- [Aim of the task] Could you render the rows below as a JSON list of strings, with one string for each line and any blank lines left out?

- [Entries]
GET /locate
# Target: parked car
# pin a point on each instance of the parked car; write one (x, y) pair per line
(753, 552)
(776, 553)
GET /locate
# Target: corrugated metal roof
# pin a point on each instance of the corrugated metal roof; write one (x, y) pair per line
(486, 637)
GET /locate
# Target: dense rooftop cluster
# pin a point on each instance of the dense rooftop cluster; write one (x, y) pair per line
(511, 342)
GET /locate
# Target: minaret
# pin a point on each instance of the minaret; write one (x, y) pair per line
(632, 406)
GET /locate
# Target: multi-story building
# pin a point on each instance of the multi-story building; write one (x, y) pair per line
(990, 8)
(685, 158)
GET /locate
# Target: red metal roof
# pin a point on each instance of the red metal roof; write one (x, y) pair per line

- [The completed task]
[
  "GET /locate",
  "# Target: parked car",
  "# pin a point on each instance of the parked car; write one (x, y) pair per line",
  "(753, 552)",
  "(776, 553)",
  "GET /locate",
  "# Target: corrugated metal roof",
  "# pin a point on each instance of the corrugated metal roof; write one (x, y) pair per line",
  "(486, 637)",
  "GET /locate",
  "# Target: dense rooftop cluster",
  "# pin a point on each instance of the dense rooftop cluster; write one (x, y) pair per line",
  "(511, 342)",
  "GET /locate",
  "# Target: minaret",
  "# pin a point on each instance of the minaret; write one (x, y) pair per line",
  "(632, 406)",
  "GET /locate",
  "# Target: multi-story building",
  "# pin a point on each instance of the multi-story building; write one (x, y) pair per line",
  "(990, 8)",
  "(685, 158)",
  "GET /locate",
  "# Target: red metal roof",
  "# pin a point on each instance of the red metal roof; write one (x, y) pair per line"
]